- Assigned task
Answer these questions from the study abstract below.
(a) Which metabolic complications does the abstract link obesity to?
(b) At which four sites was skin fold thickness measured?
(c) What P value was considered significant?

- Document section
________________________________________
Mohammed Jeelani1, Mohammad Muzammil Ahmed2
INTRODUCTION: Impaired respiratory function is associated with morbidity and mortality. Poor respiratory function predicts overall mortality, as well as death due to cancer, pulmonary disease, cardiovascular disease and stroke. Obesity is also associated with morbidity and mortality. It is global health hazard and has been linked to numerous metabolic complications such as dyslipidemia, type II diabetes and cardio vascular diseases and is negatively associated to the pulmonary function. The mechanism for this association is still debated and the best marker of adiposity in relation to dynamic pulmonary function is still not clear. Therefore the purpose of the study is to determine pulmonary test in relation to abdominal obesity in adult males.
Aims and OBJECTIVE: To determine the predictability of Body mass index (BMI), Waist- hip ratio (WHR), and Body fat percentage for pulmonary functions in adult males with and without excess body weight.
MATERIALS AND METHODS: The Study consists of 100 males in age group of 18 -21 years with body mass index (BMI) 18.5 to 29.9 kg/m2, physically healthy, without any symptoms. Their height, weight, body mass index (BMI) and waist to hip ratio (WHR) were measured The percentage of body fat was estimated by measuring skin fold thickness at four sites (4SFT-biceps, triceps, subscapular and suprailiac) with the help of Harpenden’s calliper. The pulmonary functions were assessed using Power lab 8/30 series with dual bio Amp/stimulator, manufactured by AD instruments, Australia. All data was presented as a mean ± SD for each of the parameter. The two groups were compared by applying unpaired ‘t’ test and P value of less than 0.05 was considered as significant. Correlation of ventilatory lung function tests with body fat percentage was done by using Pearson’s correlation coefficient test.
________________________________________
- Data below
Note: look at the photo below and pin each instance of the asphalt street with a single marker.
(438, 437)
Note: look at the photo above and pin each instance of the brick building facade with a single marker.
________________________________________
- Solved problem
(a) Dyslipidemia, type II diabetes and cardiovascular diseases.
(b) Biceps, triceps, subscapular and suprailiac.
(c) A P value of less than 0.05.